• DATASET ENTRIES
◆ ◆ ◆ ◆

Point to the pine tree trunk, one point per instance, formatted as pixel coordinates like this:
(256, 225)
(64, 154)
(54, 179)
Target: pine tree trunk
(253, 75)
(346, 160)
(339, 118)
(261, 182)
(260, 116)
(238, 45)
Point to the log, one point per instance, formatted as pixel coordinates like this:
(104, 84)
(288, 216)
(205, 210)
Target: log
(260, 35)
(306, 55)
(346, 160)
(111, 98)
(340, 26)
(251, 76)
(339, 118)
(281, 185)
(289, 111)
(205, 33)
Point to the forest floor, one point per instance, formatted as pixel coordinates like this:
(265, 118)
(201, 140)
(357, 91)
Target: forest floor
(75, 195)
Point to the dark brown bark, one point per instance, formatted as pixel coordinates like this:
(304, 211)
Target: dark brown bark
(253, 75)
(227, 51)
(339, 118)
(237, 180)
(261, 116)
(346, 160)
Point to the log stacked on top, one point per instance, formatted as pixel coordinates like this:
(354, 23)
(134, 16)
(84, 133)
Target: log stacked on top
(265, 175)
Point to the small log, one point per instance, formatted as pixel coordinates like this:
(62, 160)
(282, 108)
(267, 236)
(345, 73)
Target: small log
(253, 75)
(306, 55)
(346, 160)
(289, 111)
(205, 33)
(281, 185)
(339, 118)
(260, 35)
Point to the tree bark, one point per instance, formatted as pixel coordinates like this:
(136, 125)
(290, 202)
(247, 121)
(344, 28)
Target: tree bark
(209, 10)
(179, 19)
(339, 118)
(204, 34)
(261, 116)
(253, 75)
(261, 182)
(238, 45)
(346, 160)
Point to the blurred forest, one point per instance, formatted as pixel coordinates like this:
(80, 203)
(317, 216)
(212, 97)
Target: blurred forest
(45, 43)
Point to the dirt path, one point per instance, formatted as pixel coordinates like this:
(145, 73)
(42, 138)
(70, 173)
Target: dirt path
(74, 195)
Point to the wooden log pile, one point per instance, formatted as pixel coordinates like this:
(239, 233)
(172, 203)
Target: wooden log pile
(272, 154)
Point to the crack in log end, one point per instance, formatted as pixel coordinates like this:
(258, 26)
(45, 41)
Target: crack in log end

◆ ◆ ◆ ◆

Looking back over the listing, work out how many lines include the string "crack". Write only that number.

• ANSWER BOX
2